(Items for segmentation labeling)
· · · · ·

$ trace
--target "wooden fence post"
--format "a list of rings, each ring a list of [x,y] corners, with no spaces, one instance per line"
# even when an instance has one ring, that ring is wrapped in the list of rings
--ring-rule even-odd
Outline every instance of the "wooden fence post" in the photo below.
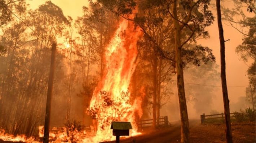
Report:
[[[164,125],[166,126],[168,125],[168,116],[165,116],[164,118]]]
[[[205,119],[205,114],[204,113],[203,113],[203,115],[201,115],[201,124],[203,124],[204,122]]]
[[[224,120],[224,116],[223,115],[223,113],[221,113],[221,117],[222,118],[222,122],[224,123],[225,120]]]

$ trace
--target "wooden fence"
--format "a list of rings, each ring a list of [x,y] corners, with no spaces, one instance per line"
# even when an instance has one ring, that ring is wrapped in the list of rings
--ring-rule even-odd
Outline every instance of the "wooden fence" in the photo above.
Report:
[[[240,114],[243,114],[244,115],[247,114],[246,112],[240,112],[239,113]],[[235,118],[235,113],[232,113],[230,114],[230,118]],[[223,113],[221,114],[217,114],[213,115],[205,115],[204,113],[203,114],[200,115],[201,118],[201,124],[203,124],[205,123],[206,121],[211,119],[221,119],[223,123],[225,122],[225,116]]]
[[[170,122],[168,121],[168,116],[161,116],[159,118],[159,124],[160,126],[168,126],[171,125]],[[152,126],[153,125],[153,119],[142,120],[138,121],[138,127],[142,128]]]

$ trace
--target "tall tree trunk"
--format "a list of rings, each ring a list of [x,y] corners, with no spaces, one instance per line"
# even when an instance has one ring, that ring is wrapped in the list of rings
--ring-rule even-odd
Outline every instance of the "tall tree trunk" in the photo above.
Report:
[[[162,59],[159,59],[158,74],[157,94],[156,94],[156,125],[160,125],[160,95],[161,94],[161,77],[162,70]]]
[[[225,114],[226,122],[226,138],[227,143],[233,142],[232,133],[231,133],[231,124],[229,111],[229,100],[228,95],[227,81],[226,79],[226,61],[225,61],[225,41],[223,35],[223,28],[221,22],[221,13],[220,10],[220,0],[216,1],[216,6],[217,9],[217,18],[218,27],[219,28],[220,43],[220,67],[221,77],[222,93],[224,103],[224,114]]]
[[[156,50],[154,49],[154,59],[153,59],[153,128],[156,127],[156,94],[157,87],[157,58]]]
[[[48,82],[48,90],[47,98],[46,101],[46,111],[45,120],[44,122],[44,143],[48,143],[49,139],[49,130],[50,129],[50,119],[51,112],[51,104],[52,103],[52,93],[55,66],[55,53],[56,52],[56,43],[52,44],[52,58],[51,59],[50,76]]]
[[[101,33],[100,39],[100,46],[101,48],[101,80],[102,80],[103,77],[104,72],[104,55],[105,51],[103,48],[102,34]]]
[[[177,10],[177,1],[173,2],[173,15],[175,19],[178,19]],[[175,60],[177,75],[177,87],[178,96],[180,104],[180,110],[181,121],[181,143],[189,142],[189,125],[187,115],[187,104],[186,101],[185,90],[184,85],[183,70],[181,59],[181,30],[178,22],[173,20],[175,33]]]
[[[252,109],[253,110],[255,110],[255,103],[254,103],[254,100],[253,99],[253,92],[252,91],[252,85],[250,85],[250,89],[251,90],[251,98],[252,99]]]
[[[66,128],[67,128],[67,135],[69,136],[69,120],[70,116],[70,104],[71,103],[71,82],[72,77],[72,47],[70,47],[70,75],[69,77],[69,96],[67,99],[67,124]]]

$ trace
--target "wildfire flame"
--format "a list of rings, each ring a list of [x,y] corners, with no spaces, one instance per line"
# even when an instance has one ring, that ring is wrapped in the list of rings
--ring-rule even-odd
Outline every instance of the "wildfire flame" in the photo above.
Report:
[[[136,66],[137,42],[141,35],[132,22],[124,20],[105,49],[105,73],[94,91],[88,110],[96,124],[96,134],[75,130],[67,137],[66,129],[63,128],[57,133],[50,132],[50,142],[71,142],[75,140],[78,143],[96,143],[114,140],[115,137],[110,129],[112,121],[130,122],[133,128],[130,130],[131,135],[141,134],[137,132],[136,121],[142,115],[141,104],[145,94],[132,98],[128,87]],[[42,138],[43,126],[39,126],[39,136]],[[3,130],[0,130],[0,139],[41,142],[32,137],[28,138],[25,135],[15,137],[6,134]]]
[[[110,129],[112,121],[131,122],[132,135],[140,134],[135,121],[142,115],[142,99],[133,101],[128,87],[136,66],[137,42],[141,34],[132,22],[124,20],[106,49],[105,72],[88,110],[97,123],[93,142],[115,139]]]

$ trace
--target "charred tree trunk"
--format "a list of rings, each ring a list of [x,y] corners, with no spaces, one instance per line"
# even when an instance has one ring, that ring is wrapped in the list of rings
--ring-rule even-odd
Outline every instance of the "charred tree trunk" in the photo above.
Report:
[[[71,103],[71,82],[72,81],[72,46],[70,47],[70,75],[69,77],[69,96],[67,99],[67,124],[66,125],[66,128],[67,128],[67,135],[69,136],[69,120],[70,116],[70,104]]]
[[[253,99],[253,92],[252,91],[252,85],[250,85],[250,90],[251,90],[251,98],[252,100],[252,109],[253,110],[255,110],[255,103],[254,103],[254,100]]]
[[[46,102],[46,111],[45,120],[44,122],[44,143],[48,143],[49,139],[49,130],[50,129],[50,119],[51,112],[51,103],[52,103],[52,94],[53,84],[54,68],[55,64],[55,53],[56,52],[56,43],[53,43],[52,48],[52,58],[51,59],[50,76],[48,82],[48,91]]]
[[[231,133],[231,124],[230,123],[230,113],[229,111],[229,100],[228,95],[227,81],[226,79],[226,62],[225,61],[225,44],[223,35],[223,28],[221,22],[221,13],[220,10],[220,0],[216,1],[216,6],[217,10],[218,27],[220,44],[220,63],[221,77],[222,93],[224,103],[224,113],[225,114],[226,123],[226,138],[227,143],[232,143],[232,134]]]
[[[157,58],[155,50],[154,49],[153,59],[153,128],[156,127],[156,94],[157,87]]]
[[[157,96],[156,97],[156,125],[160,125],[160,95],[161,94],[161,77],[162,76],[162,59],[159,60],[159,70],[158,74]]]
[[[103,77],[104,72],[104,50],[103,48],[103,40],[102,40],[102,34],[100,34],[100,46],[101,48],[101,80],[102,80]]]
[[[189,125],[187,115],[187,104],[186,101],[183,70],[181,59],[181,30],[178,22],[177,10],[177,1],[174,1],[173,5],[173,20],[175,33],[175,60],[177,75],[177,87],[178,96],[180,104],[180,110],[181,121],[181,143],[189,142]]]

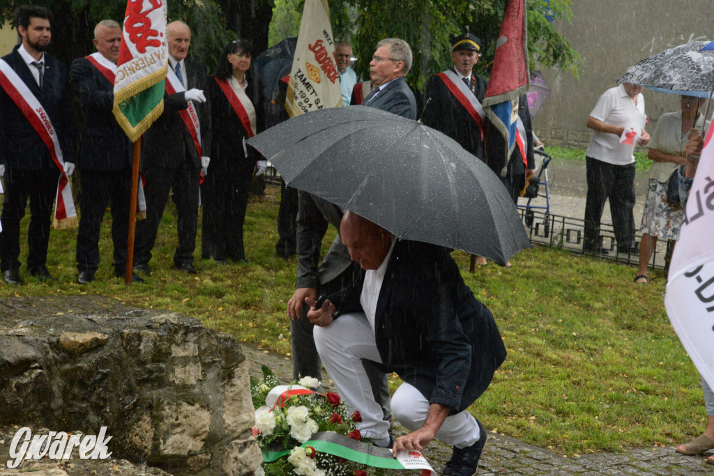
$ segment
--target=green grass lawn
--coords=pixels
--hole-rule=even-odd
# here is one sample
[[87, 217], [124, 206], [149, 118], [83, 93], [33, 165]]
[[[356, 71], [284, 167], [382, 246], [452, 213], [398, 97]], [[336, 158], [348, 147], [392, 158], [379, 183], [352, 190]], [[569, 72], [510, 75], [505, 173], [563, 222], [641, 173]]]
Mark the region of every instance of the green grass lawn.
[[[275, 255], [277, 190], [269, 188], [248, 206], [251, 263], [197, 259], [196, 276], [174, 270], [176, 220], [169, 207], [147, 284], [125, 286], [113, 277], [107, 216], [97, 281], [76, 283], [76, 231], [53, 231], [48, 268], [59, 283], [42, 284], [25, 275], [24, 286], [0, 285], [0, 298], [101, 294], [184, 313], [239, 341], [289, 355], [285, 303], [296, 265], [294, 258]], [[196, 256], [200, 241], [199, 230]], [[522, 251], [511, 260], [512, 268], [491, 263], [474, 274], [468, 273], [468, 255], [453, 255], [474, 294], [496, 316], [508, 349], [491, 386], [473, 407], [487, 428], [563, 455], [669, 445], [703, 430], [699, 376], [665, 313], [663, 278], [636, 285], [631, 268], [548, 248]]]
[[[553, 158], [564, 158], [575, 161], [585, 161], [585, 151], [570, 147], [546, 146], [545, 152]], [[648, 171], [652, 166], [652, 161], [647, 158], [647, 148], [638, 147], [635, 149], [635, 167], [638, 171]]]

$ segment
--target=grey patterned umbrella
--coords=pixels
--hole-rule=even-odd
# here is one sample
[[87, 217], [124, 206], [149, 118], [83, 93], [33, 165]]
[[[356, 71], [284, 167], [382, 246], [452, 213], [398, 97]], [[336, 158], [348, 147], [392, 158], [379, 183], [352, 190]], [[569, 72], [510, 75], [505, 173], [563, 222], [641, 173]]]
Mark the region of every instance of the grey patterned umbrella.
[[640, 61], [618, 83], [679, 91], [714, 88], [714, 51], [700, 50], [709, 41], [693, 41], [670, 48]]

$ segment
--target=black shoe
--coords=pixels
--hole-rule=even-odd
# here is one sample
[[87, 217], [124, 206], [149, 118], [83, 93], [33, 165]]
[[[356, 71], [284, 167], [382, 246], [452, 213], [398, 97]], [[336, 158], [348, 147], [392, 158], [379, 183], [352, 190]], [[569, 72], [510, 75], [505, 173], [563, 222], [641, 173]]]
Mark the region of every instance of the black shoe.
[[174, 265], [174, 267], [179, 271], [183, 271], [183, 273], [188, 273], [188, 274], [196, 274], [198, 271], [193, 268], [193, 265], [190, 263], [177, 263]]
[[481, 452], [483, 451], [483, 445], [486, 444], [486, 432], [483, 430], [481, 422], [476, 420], [478, 424], [478, 430], [481, 430], [481, 436], [478, 441], [466, 448], [458, 449], [453, 447], [451, 453], [451, 459], [446, 463], [444, 468], [443, 475], [451, 476], [474, 476], [476, 474], [476, 468], [478, 467], [478, 460], [481, 457]]
[[[136, 271], [136, 268], [134, 268], [134, 270]], [[114, 275], [116, 276], [117, 278], [121, 278], [121, 279], [124, 279], [126, 277], [126, 273], [125, 272], [124, 272], [124, 271], [115, 271], [114, 272]], [[146, 283], [146, 281], [144, 280], [144, 278], [141, 278], [141, 276], [140, 276], [138, 274], [136, 274], [136, 273], [131, 273], [131, 282], [132, 283]]]
[[80, 271], [77, 276], [77, 283], [79, 284], [89, 284], [94, 280], [94, 273], [91, 271]]
[[151, 272], [149, 269], [149, 265], [146, 263], [137, 263], [134, 265], [134, 273], [141, 273], [145, 275], [150, 275]]
[[39, 278], [41, 281], [56, 281], [56, 278], [52, 278], [52, 275], [49, 273], [47, 270], [46, 266], [42, 266], [41, 268], [34, 268], [29, 270], [29, 273], [31, 276], [34, 276]]
[[23, 285], [24, 283], [20, 279], [20, 271], [17, 268], [11, 268], [2, 273], [2, 278], [8, 284]]

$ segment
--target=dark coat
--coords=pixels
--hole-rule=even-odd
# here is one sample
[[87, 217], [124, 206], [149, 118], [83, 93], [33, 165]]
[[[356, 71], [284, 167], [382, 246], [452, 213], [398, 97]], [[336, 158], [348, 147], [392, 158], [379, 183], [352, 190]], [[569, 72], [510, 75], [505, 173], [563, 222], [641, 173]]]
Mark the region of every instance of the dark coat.
[[[376, 97], [372, 99], [376, 94]], [[384, 86], [381, 91], [379, 88], [375, 88], [364, 98], [362, 104], [386, 111], [408, 119], [416, 120], [416, 99], [404, 78], [397, 78]]]
[[[256, 120], [254, 133], [263, 131], [263, 104], [261, 101], [260, 88], [253, 77], [248, 79], [246, 93], [256, 108]], [[228, 98], [216, 82], [214, 76], [208, 78], [206, 85], [206, 97], [211, 103], [211, 123], [214, 126], [211, 131], [211, 173], [220, 173], [223, 171], [239, 169], [248, 173], [253, 172], [256, 166], [257, 153], [248, 146], [248, 156], [243, 149], [243, 140], [248, 138], [248, 131], [241, 122]], [[206, 155], [205, 153], [203, 155]]]
[[[186, 91], [193, 88], [206, 88], [206, 76], [203, 65], [188, 59], [186, 60]], [[213, 81], [213, 80], [211, 80]], [[141, 155], [146, 167], [178, 168], [188, 151], [193, 168], [201, 168], [201, 158], [178, 111], [188, 107], [185, 93], [164, 96], [164, 113], [151, 124], [141, 141]], [[210, 103], [196, 104], [201, 123], [201, 153], [211, 156]]]
[[[74, 163], [76, 128], [67, 70], [61, 63], [45, 53], [44, 87], [40, 91], [29, 67], [17, 51], [19, 47], [16, 46], [3, 59], [15, 70], [42, 104], [57, 131], [64, 161]], [[2, 88], [0, 88], [0, 164], [34, 171], [55, 167], [47, 146]]]
[[[479, 102], [483, 101], [488, 80], [471, 74], [471, 90]], [[434, 75], [424, 88], [423, 100], [431, 102], [423, 112], [422, 121], [426, 126], [444, 133], [478, 158], [483, 158], [482, 131], [471, 115], [449, 91], [443, 81]], [[481, 118], [484, 123], [486, 117]]]
[[134, 146], [112, 113], [114, 85], [86, 58], [72, 62], [70, 76], [84, 113], [80, 170], [111, 171], [131, 167]]
[[[330, 296], [336, 318], [362, 310], [365, 271], [354, 265], [353, 285]], [[396, 372], [430, 403], [454, 412], [486, 390], [506, 359], [493, 316], [448, 252], [417, 241], [394, 246], [377, 300], [375, 338], [386, 372]]]

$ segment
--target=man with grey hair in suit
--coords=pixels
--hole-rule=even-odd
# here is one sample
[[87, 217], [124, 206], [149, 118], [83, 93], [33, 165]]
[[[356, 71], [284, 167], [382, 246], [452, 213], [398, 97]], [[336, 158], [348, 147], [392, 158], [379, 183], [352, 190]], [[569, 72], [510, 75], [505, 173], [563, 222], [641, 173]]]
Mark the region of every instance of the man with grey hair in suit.
[[[412, 64], [411, 49], [404, 41], [388, 38], [377, 44], [370, 63], [370, 76], [374, 89], [365, 98], [363, 106], [394, 113], [410, 119], [416, 118], [416, 100], [407, 86], [404, 76]], [[313, 339], [313, 324], [307, 318], [308, 306], [306, 298], [316, 300], [319, 295], [328, 295], [345, 288], [351, 278], [349, 253], [338, 235], [319, 263], [322, 240], [329, 224], [338, 231], [342, 219], [339, 207], [328, 201], [300, 191], [298, 195], [297, 286], [288, 301], [291, 318], [291, 342], [293, 346], [293, 377], [309, 375], [321, 379], [322, 363]], [[319, 263], [319, 266], [318, 265]], [[386, 375], [371, 363], [366, 361], [375, 400], [390, 420], [389, 387]], [[388, 442], [378, 442], [387, 445]]]

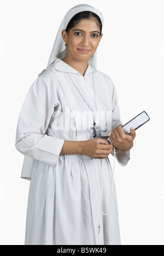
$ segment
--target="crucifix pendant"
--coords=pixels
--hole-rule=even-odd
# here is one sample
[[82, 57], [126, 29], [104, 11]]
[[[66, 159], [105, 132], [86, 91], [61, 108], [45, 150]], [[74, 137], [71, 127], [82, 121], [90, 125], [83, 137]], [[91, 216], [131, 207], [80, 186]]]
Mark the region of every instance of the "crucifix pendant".
[[98, 235], [99, 235], [99, 229], [100, 229], [100, 228], [101, 227], [100, 226], [100, 224], [99, 224], [99, 225], [97, 226], [97, 227], [98, 227]]
[[90, 127], [90, 130], [93, 129], [93, 138], [96, 137], [96, 130], [99, 129], [99, 127], [98, 126], [96, 126], [96, 123], [94, 122], [93, 124], [93, 127]]

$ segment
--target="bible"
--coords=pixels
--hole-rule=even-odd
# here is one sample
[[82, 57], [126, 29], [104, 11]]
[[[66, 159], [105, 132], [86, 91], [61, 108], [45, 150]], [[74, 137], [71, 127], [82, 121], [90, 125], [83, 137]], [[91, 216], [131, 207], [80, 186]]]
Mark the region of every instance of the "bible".
[[[125, 133], [130, 134], [131, 127], [136, 130], [149, 121], [149, 120], [150, 118], [148, 114], [145, 111], [143, 111], [123, 125], [122, 128]], [[102, 136], [101, 138], [107, 140], [109, 138], [109, 136]]]

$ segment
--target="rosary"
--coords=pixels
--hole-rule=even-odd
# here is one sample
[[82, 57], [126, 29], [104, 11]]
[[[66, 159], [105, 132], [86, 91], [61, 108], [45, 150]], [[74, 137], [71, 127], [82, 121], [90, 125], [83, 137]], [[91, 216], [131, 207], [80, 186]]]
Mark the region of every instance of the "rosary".
[[90, 128], [90, 129], [91, 130], [92, 130], [93, 129], [93, 138], [96, 138], [96, 130], [99, 129], [99, 127], [96, 126], [96, 123], [95, 123], [95, 121], [94, 123], [93, 123], [93, 127], [91, 127]]
[[102, 214], [104, 215], [108, 215], [109, 214], [109, 212], [110, 211], [111, 207], [112, 207], [112, 198], [113, 198], [113, 190], [114, 190], [114, 165], [115, 165], [115, 157], [116, 157], [116, 151], [115, 151], [115, 148], [114, 147], [113, 148], [114, 150], [114, 160], [113, 160], [113, 176], [112, 176], [112, 191], [111, 191], [111, 195], [110, 197], [110, 204], [109, 204], [109, 208], [108, 212], [107, 213], [104, 213], [103, 212], [102, 209], [102, 202], [103, 202], [103, 175], [104, 175], [104, 159], [102, 160], [102, 175], [101, 175], [101, 206], [100, 206], [100, 209], [99, 209], [99, 224], [97, 227], [98, 228], [98, 234], [99, 234], [99, 230], [101, 227], [100, 226], [100, 222], [101, 222], [101, 218]]

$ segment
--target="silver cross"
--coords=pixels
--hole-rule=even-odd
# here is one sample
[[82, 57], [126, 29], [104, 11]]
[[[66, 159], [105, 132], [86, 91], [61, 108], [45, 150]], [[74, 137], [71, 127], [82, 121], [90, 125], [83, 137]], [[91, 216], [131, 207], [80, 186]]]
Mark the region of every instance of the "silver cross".
[[96, 123], [95, 123], [95, 122], [93, 123], [93, 127], [90, 127], [90, 129], [91, 130], [93, 130], [93, 137], [94, 138], [96, 138], [96, 130], [99, 129], [99, 126], [96, 126]]
[[101, 227], [100, 226], [100, 224], [99, 224], [99, 225], [97, 226], [97, 227], [98, 227], [98, 235], [99, 235], [99, 230], [100, 230], [100, 228]]

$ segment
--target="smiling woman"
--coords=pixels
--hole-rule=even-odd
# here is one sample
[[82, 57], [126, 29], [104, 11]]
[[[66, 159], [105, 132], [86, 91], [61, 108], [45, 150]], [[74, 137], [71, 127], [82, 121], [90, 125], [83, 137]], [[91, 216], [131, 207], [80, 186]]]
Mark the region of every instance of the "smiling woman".
[[[25, 155], [21, 177], [31, 180], [26, 245], [120, 244], [108, 157], [126, 165], [135, 131], [118, 127], [114, 86], [96, 69], [103, 24], [87, 4], [67, 12], [21, 109], [15, 146]], [[113, 144], [101, 138], [109, 132]]]
[[78, 13], [70, 20], [62, 36], [67, 53], [62, 60], [84, 75], [89, 59], [95, 54], [102, 39], [102, 25], [91, 12]]

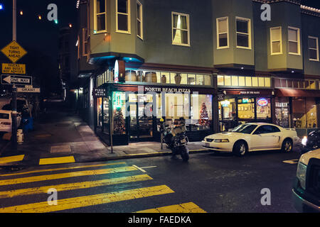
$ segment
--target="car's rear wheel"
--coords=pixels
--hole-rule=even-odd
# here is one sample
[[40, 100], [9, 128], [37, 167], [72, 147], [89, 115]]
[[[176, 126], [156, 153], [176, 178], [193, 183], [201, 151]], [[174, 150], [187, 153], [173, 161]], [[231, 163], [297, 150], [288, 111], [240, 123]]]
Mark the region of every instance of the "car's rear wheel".
[[247, 145], [244, 141], [238, 141], [233, 146], [233, 153], [238, 157], [245, 156], [247, 151]]
[[285, 139], [282, 143], [281, 150], [284, 153], [289, 153], [293, 150], [293, 143], [290, 139]]

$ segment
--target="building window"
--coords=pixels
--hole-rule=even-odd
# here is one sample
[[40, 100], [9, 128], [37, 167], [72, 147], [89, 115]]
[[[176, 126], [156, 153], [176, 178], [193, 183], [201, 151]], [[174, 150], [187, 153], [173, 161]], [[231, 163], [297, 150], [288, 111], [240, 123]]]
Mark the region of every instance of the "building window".
[[117, 32], [130, 33], [130, 1], [117, 0]]
[[94, 33], [107, 31], [107, 4], [106, 0], [95, 1]]
[[289, 53], [300, 55], [300, 29], [289, 27]]
[[217, 49], [229, 48], [229, 18], [217, 18]]
[[190, 46], [188, 14], [172, 12], [172, 44]]
[[142, 4], [137, 1], [137, 34], [139, 38], [143, 40], [144, 38], [144, 26], [143, 26], [143, 11]]
[[250, 19], [236, 18], [237, 48], [251, 49]]
[[282, 34], [281, 27], [270, 28], [271, 55], [282, 54]]
[[317, 37], [309, 36], [309, 59], [319, 62], [319, 43]]

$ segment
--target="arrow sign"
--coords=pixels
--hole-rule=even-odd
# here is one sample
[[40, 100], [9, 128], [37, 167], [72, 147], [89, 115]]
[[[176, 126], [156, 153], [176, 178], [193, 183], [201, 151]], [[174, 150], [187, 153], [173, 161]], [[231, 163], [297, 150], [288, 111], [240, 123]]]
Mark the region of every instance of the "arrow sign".
[[1, 84], [32, 85], [32, 77], [1, 75]]

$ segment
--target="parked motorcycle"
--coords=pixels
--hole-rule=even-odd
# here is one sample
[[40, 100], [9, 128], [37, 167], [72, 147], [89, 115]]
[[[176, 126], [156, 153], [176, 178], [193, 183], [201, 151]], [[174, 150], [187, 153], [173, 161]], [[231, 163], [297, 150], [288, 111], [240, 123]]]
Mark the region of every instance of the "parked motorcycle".
[[[166, 143], [166, 148], [172, 151], [172, 155], [181, 155], [184, 162], [189, 160], [189, 150], [187, 145], [188, 137], [186, 135], [186, 123], [184, 119], [180, 118], [178, 123], [174, 123], [172, 126], [166, 124], [161, 119], [159, 131], [164, 134], [163, 142]], [[178, 122], [180, 121], [180, 122]]]

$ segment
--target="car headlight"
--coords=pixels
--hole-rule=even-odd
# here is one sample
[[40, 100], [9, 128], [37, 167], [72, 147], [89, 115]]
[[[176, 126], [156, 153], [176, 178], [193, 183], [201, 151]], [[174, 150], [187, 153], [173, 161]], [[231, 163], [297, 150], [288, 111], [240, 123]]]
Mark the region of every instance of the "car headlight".
[[301, 140], [301, 143], [302, 143], [302, 145], [306, 146], [306, 142], [308, 141], [308, 138], [306, 136], [304, 136], [303, 138], [303, 139]]
[[215, 143], [229, 143], [228, 139], [215, 139]]
[[299, 162], [298, 168], [297, 170], [297, 177], [300, 182], [301, 187], [304, 190], [306, 189], [306, 165], [302, 162]]

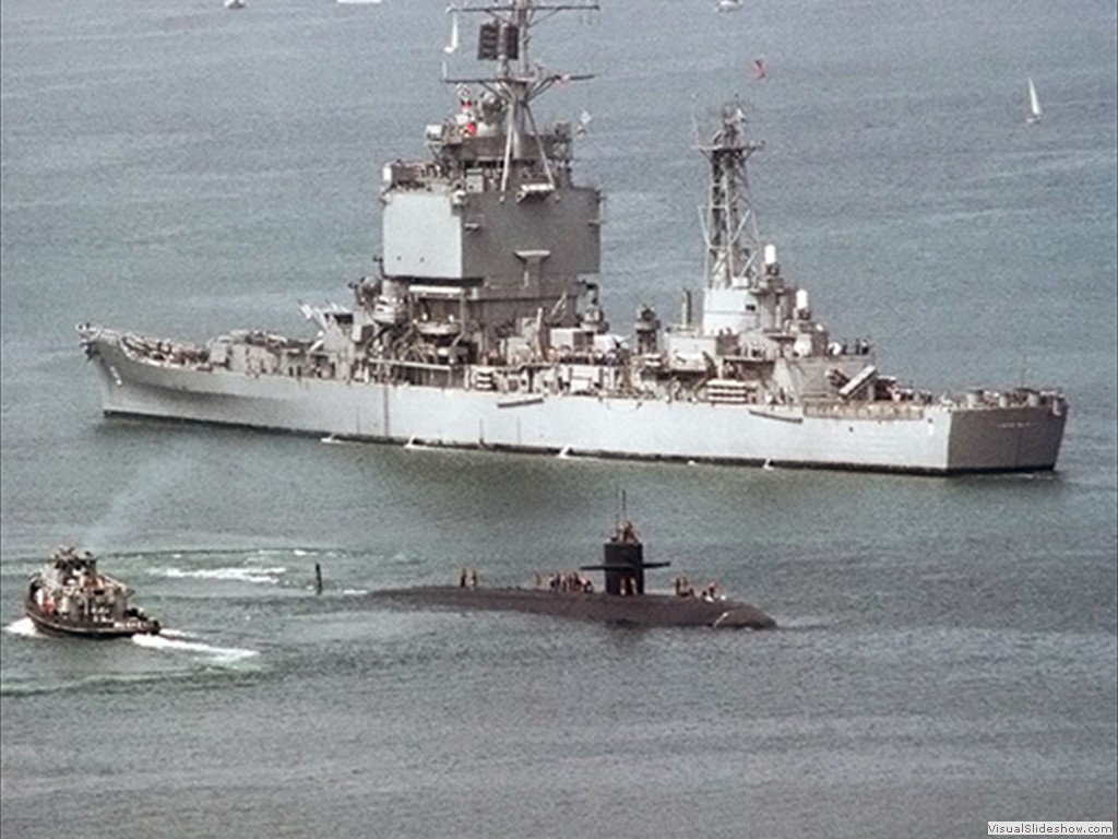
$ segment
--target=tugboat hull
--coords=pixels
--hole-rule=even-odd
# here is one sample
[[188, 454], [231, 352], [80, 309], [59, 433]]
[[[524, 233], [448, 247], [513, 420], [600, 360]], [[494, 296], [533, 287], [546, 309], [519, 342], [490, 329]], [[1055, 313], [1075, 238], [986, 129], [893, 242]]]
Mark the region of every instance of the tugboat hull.
[[132, 638], [133, 635], [158, 635], [160, 631], [159, 621], [133, 619], [113, 623], [101, 623], [61, 620], [44, 614], [30, 604], [27, 607], [27, 616], [31, 619], [31, 623], [40, 632], [50, 635], [87, 638], [100, 641], [112, 641], [117, 638]]

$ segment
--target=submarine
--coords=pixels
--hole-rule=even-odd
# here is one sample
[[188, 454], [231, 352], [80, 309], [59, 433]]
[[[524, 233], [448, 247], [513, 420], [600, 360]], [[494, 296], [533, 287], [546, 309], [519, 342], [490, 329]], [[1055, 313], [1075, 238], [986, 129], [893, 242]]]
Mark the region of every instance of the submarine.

· · · · ·

> WHAT THE TASK ASKS
Please extract each line of the listing above that contains the string "smiling".

> EXERCISE SOLUTION
--target="smiling woman"
Mark the region of every instance of the "smiling woman".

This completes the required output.